# RECORDS FOR PROCESSING start

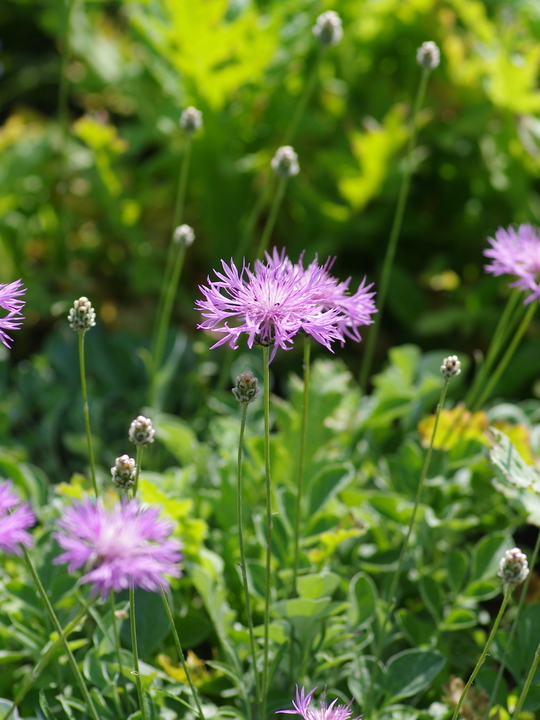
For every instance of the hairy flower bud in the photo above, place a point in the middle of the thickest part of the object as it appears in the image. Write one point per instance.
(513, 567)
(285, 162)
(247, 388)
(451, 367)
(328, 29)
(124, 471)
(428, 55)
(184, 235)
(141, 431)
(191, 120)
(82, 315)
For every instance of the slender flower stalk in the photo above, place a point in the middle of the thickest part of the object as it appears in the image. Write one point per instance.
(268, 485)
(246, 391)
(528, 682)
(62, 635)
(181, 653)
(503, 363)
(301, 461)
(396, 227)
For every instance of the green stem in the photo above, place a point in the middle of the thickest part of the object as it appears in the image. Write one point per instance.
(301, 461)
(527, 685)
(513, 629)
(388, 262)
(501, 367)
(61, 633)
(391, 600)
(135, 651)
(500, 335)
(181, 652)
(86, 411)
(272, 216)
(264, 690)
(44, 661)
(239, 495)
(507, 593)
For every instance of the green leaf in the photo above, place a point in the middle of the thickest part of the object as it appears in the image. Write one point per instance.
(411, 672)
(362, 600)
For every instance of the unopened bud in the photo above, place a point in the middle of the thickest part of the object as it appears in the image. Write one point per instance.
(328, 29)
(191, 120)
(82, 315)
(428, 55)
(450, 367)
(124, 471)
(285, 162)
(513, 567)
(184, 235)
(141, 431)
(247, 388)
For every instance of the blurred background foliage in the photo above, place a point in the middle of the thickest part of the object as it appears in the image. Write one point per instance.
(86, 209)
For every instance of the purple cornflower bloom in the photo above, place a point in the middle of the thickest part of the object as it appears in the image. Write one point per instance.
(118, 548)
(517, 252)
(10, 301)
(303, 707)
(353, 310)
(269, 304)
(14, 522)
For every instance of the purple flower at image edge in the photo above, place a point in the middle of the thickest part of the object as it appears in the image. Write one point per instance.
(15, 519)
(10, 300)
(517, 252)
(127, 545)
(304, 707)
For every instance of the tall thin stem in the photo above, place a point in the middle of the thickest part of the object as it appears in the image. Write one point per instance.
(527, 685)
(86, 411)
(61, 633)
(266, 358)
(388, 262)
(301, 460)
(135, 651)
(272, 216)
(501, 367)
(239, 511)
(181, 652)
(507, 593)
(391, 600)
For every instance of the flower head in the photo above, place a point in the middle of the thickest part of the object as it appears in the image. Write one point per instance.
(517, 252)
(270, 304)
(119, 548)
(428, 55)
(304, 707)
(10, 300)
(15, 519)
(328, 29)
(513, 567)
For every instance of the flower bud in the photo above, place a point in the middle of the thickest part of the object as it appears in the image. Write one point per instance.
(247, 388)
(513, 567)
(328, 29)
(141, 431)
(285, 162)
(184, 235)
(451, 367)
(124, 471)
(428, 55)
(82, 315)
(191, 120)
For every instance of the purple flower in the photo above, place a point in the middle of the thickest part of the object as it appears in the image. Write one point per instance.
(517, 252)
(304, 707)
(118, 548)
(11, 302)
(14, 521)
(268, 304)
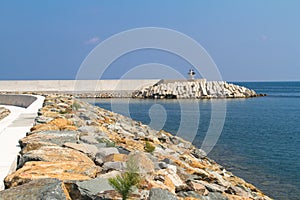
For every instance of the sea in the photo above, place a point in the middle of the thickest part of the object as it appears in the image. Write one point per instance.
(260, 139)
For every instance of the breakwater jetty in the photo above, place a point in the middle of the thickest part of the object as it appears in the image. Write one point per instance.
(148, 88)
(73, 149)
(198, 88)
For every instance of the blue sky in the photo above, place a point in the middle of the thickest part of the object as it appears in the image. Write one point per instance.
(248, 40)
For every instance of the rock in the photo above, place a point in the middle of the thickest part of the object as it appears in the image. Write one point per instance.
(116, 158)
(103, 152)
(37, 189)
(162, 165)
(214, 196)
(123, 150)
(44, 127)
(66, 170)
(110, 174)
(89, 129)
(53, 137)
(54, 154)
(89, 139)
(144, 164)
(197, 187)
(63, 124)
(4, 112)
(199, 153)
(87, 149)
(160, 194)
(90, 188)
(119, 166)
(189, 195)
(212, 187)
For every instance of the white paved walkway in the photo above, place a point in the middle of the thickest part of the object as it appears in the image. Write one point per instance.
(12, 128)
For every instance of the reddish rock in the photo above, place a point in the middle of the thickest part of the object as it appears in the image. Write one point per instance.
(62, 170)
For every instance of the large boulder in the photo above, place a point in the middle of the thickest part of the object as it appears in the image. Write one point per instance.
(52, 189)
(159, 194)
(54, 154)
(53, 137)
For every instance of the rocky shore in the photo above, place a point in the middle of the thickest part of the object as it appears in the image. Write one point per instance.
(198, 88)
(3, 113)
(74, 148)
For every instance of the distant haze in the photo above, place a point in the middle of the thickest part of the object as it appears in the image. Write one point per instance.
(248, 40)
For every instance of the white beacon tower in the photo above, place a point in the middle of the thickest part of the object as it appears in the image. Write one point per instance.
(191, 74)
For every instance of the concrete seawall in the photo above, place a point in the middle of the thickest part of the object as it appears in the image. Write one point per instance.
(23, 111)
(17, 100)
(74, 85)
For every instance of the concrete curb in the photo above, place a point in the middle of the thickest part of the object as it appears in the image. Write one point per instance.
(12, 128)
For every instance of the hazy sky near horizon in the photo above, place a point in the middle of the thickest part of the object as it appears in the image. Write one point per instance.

# RECORDS FOR PROCESSING end

§ **DIRECTIVE**
Copy out the listing above word for word, leaving out the pictures.

§ **ANSWER TO THIS TASK**
For every instance of the hairy flower bud in the photo above, place a point in the middle of the thickest part of the object as it appears in the image. Write one point per instance.
(513, 567)
(285, 162)
(247, 388)
(451, 367)
(328, 29)
(124, 471)
(428, 55)
(184, 235)
(141, 431)
(191, 120)
(82, 315)
For every instance of the slender flower stalk in the photo above, place a point in the middle of the thickest part of the object as it appears in the image. Write one point per instance.
(268, 485)
(246, 391)
(528, 682)
(62, 635)
(181, 653)
(503, 363)
(301, 461)
(396, 227)
For every instance of the green stem in the photo above, place a point in the middle of the thickest part of the object as it appears in the image. Write one point per instance.
(301, 461)
(527, 685)
(513, 629)
(388, 262)
(501, 367)
(61, 633)
(391, 600)
(135, 651)
(500, 335)
(181, 652)
(86, 411)
(272, 216)
(264, 690)
(44, 661)
(239, 495)
(507, 593)
For every instance of the green leaf in the photo above, place a point in the middle of the thickest part of the object as it appears in the image. Write one point per instance.
(411, 672)
(362, 600)
For every instance of the unopened bud in the photo above, place a point in the middle of the thickest part of the object as it appears in the image. Write one point per instance.
(328, 29)
(191, 120)
(82, 315)
(428, 55)
(450, 367)
(124, 471)
(285, 162)
(513, 567)
(184, 235)
(141, 431)
(247, 388)
For every instance of the blurred background foliage in the photo above, place a point in the middle of the thickest part of the object as it appears in the image. Write one point per instance.
(86, 209)
For every instance of the purple cornflower bloom in the photo above, place a point in the middle of the thickest part of the object as it appears in the image. Write one point per instance.
(118, 548)
(517, 252)
(10, 301)
(303, 707)
(353, 310)
(269, 304)
(14, 522)
For every instance of the purple flower at image edge in the photo above, place a point in the middle of the thickest part of the object as it appears in the image. Write one point per instance.
(15, 519)
(10, 300)
(517, 252)
(127, 545)
(304, 707)
For every instance of the tall thin stem in the photo above, place a point in the middle of the thickest part of the object as it appears in the image. Write one point per instance.
(527, 685)
(86, 411)
(61, 633)
(266, 358)
(388, 262)
(301, 460)
(135, 651)
(272, 216)
(501, 367)
(239, 511)
(181, 652)
(507, 593)
(391, 600)
For every instance of the flower head in the photo above, place a point in the middle of the thickest part of the object as it appears in the image. Write one point per instance.
(517, 252)
(270, 304)
(119, 548)
(428, 55)
(304, 707)
(10, 300)
(15, 519)
(328, 29)
(513, 567)
For every instance of the flower bud in the photo above, place a point in the middle of the thickest part of the object as it appears in the image. Write one point per instance.
(247, 388)
(513, 567)
(328, 29)
(141, 431)
(285, 162)
(184, 235)
(451, 367)
(124, 471)
(428, 55)
(82, 315)
(191, 120)
For every instance of the purple flower in the photo above, place a point in the middle of the thickest part of the object as it appears in the image. Write one point per instance.
(517, 252)
(304, 707)
(118, 548)
(11, 302)
(14, 521)
(268, 304)
For every instance of the sea in the photo above, place a point in the middle of the thickest part of the object as it appears in the image. Write one point per instance.
(260, 139)
For every instance of the breakwater jetty in the photo above, place a point in the middle of the thickest part of the object as it appears in the image. Write one point per instance.
(148, 88)
(73, 149)
(198, 88)
For every instance of the blue sky in the photo above, place a point in the middle of the thickest part of the object as it appears in the image. Write one point per instance.
(248, 40)
For every instance of the rock in the photo above, place a point in the middle of the thickest part of the object as it appears in the image. Write one point per instance.
(116, 158)
(103, 152)
(37, 189)
(162, 165)
(214, 196)
(123, 150)
(44, 127)
(66, 170)
(110, 174)
(89, 129)
(53, 137)
(54, 154)
(89, 139)
(144, 164)
(197, 187)
(63, 124)
(4, 112)
(199, 153)
(87, 149)
(160, 194)
(90, 188)
(119, 166)
(189, 195)
(212, 187)
For every instance of the white paved walkway in the photo above, place a point in the middle of the thickest part of the object as it appears in the image. Write one point per instance.
(12, 128)
For every instance of the reddish rock in the photo above, place a point in the middle of the thickest part of the object as it appears in the image. Write one point per instance.
(62, 170)
For every instance of the large boulder in the photo above, place a point in the middle of the thickest part of the object as it appears in the image. Write one point per instance.
(52, 189)
(159, 194)
(54, 154)
(53, 137)
For every instance of the rocky shore in the photo above, place a point in the middle of the thickest part of the object as it appears in the image. Write one point per instance.
(198, 88)
(3, 113)
(74, 148)
For every instance of the distant haze in the photo above, place a point in the middle of the thickest part of the object as it appears in the image. Write one point per instance.
(248, 40)
For every instance of the white beacon tower in the photo above, place a point in the middle of the thickest part of the object as it appears in the image. Write one point per instance.
(191, 74)
For every instance of the concrete seawall in the photo above, place a point in the middle of the thickest part of the object as it appears in the image. Write one point per instance.
(23, 111)
(17, 100)
(74, 85)
For every instance of the concrete curb in the photo above, place a point in the middle of the thickest part of the object as it appears in the image. Write one point per instance.
(12, 128)
For every instance of the hazy sky near horizon in the photo above, place a point in the middle of the thickest part of the object as it appears in the image. Write one point per instance.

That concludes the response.